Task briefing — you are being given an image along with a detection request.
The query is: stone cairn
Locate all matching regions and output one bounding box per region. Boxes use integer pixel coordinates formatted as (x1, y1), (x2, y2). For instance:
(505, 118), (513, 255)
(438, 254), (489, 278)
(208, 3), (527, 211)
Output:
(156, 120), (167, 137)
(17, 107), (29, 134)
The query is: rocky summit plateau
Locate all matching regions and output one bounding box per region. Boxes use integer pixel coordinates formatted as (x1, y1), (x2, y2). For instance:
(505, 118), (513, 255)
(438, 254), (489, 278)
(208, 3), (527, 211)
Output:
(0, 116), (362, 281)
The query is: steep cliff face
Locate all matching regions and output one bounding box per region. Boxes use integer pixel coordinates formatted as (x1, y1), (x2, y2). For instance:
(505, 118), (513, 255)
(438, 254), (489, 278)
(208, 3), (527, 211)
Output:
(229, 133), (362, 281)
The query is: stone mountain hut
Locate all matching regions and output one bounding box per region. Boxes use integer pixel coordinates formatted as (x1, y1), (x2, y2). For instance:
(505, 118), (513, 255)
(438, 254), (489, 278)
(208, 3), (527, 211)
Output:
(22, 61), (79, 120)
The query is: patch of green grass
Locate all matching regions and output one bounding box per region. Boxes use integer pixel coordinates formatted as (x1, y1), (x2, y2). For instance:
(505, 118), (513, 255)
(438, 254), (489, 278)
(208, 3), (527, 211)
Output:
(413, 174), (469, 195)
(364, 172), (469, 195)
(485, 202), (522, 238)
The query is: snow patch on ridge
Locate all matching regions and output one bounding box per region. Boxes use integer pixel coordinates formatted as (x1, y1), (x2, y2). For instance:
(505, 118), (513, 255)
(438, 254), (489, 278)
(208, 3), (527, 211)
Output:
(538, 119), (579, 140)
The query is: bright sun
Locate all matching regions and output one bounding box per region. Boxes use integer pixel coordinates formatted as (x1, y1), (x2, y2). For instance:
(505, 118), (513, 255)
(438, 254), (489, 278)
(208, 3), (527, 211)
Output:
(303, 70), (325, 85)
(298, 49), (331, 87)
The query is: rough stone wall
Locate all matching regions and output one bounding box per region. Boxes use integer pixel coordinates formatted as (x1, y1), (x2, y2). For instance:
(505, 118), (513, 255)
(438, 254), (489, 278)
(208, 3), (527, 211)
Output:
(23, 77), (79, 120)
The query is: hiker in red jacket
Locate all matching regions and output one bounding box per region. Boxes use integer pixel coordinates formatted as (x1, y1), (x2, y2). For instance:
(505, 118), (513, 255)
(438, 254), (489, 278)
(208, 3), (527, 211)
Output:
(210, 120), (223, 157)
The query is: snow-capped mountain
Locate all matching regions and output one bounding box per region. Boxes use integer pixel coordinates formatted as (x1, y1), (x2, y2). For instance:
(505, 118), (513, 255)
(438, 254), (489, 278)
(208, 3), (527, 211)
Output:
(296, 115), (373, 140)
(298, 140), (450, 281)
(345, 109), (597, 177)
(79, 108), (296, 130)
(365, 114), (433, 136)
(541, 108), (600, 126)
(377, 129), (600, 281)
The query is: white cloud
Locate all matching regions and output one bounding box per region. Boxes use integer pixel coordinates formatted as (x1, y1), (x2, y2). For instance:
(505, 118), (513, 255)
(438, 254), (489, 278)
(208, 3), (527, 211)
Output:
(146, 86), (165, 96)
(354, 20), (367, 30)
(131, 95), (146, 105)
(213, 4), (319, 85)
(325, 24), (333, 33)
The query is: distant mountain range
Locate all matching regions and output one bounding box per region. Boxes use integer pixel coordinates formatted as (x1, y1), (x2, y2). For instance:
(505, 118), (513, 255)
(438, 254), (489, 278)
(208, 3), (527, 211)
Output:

--------

- TASK TO CARRY OUT
Set down every one of the lines above again, word for word and in the same order.

- EXERCISE SOLUTION
Task briefing — you are being given an image along with a detection request.
The query is: stone cairn
Locate all matching regions and output one bounding box per region. Boxes use integer pixel coordinates formatted as (x1, y1), (x2, y2). For instance:
(505, 118), (513, 255)
(438, 254), (489, 278)
(208, 3), (527, 211)
Output:
(156, 120), (167, 137)
(17, 107), (29, 134)
The query is: rocky summit plateau
Locate all matching regions and output one bounding box per region. Boxes use integer pixel coordinates formatted as (x1, y1), (x2, y2). For instance:
(505, 118), (513, 255)
(438, 254), (489, 278)
(208, 3), (527, 211)
Output:
(0, 116), (362, 281)
The query is: steep cliff face
Locate all matching regions and output one bounding box per region. Boxes use integer pixel coordinates formatted as (x1, y1), (x2, y2). For instance:
(505, 118), (513, 255)
(438, 254), (489, 278)
(208, 3), (527, 211)
Output:
(229, 133), (362, 281)
The query is: stone mountain hut
Locate all matching regions and output one bounding box per region. Boxes use integer pixel coordinates formatted as (x1, y1), (x2, y2). For instance:
(505, 118), (513, 255)
(438, 254), (489, 278)
(208, 3), (527, 211)
Output:
(22, 61), (79, 120)
The query is: patch of green grass
Locate all matching regions and output one bounding box per region. Boxes use integer pixel coordinates formatted as (x1, y1), (x2, y2). For instance:
(505, 118), (513, 255)
(438, 254), (489, 278)
(208, 3), (527, 211)
Output:
(413, 174), (469, 195)
(364, 172), (469, 195)
(485, 202), (522, 238)
The query is: snow patch on ridge
Locate all matching regions and output one bounding box per region. Boxes use integer pixel coordinates formatted as (x1, y1), (x2, y2). For instance:
(505, 118), (513, 255)
(438, 254), (489, 278)
(208, 3), (527, 211)
Output:
(538, 119), (579, 140)
The query is: bright sun
Locate all matching regions and output one bounding box per region. Boxes use integer pixel coordinates formatted as (x1, y1), (x2, y2). For instance:
(505, 118), (513, 255)
(438, 254), (489, 278)
(208, 3), (527, 211)
Output:
(303, 70), (325, 85)
(298, 49), (331, 87)
The query is: rough stone wall
Locate all matching regions and output one bounding box per region. Boxes use integer pixel coordinates formatted as (x1, y1), (x2, y2). For instance:
(505, 118), (513, 255)
(438, 254), (489, 278)
(208, 3), (527, 211)
Output:
(23, 77), (79, 120)
The query is: hiker in red jacket
Locate all matching regions and output one bounding box per region. Boxes use integer pixel coordinates formatted as (x1, y1), (x2, y2). For instance:
(505, 118), (513, 255)
(438, 254), (489, 278)
(208, 3), (527, 211)
Output:
(210, 120), (223, 157)
The query is: snow-capped mountain
Locate all matching regions and output one bounding box per region. Boxes use integer pixel coordinates formatted as (x1, y1), (x2, y2). For instance:
(505, 118), (513, 255)
(438, 254), (489, 278)
(208, 3), (527, 211)
Output:
(296, 115), (373, 140)
(298, 140), (450, 281)
(345, 109), (597, 177)
(79, 108), (296, 130)
(365, 114), (433, 136)
(541, 108), (600, 126)
(377, 129), (600, 281)
The query is: white cloud
Locate all matching regions and output one bounding box per region. Boxes use integer pixel coordinates formatted as (x1, y1), (x2, y2). For instance:
(505, 118), (513, 255)
(438, 254), (489, 278)
(208, 3), (527, 211)
Output:
(146, 86), (165, 96)
(354, 20), (367, 30)
(131, 95), (146, 105)
(213, 4), (319, 85)
(325, 24), (333, 33)
The query is: distant mountain range
Locate all matching regions and output one bounding box per region. Boxes use integer pixel coordinates formatted as (x1, y1), (x2, y2). For instance:
(505, 118), (513, 255)
(438, 254), (489, 278)
(208, 3), (527, 211)
Output:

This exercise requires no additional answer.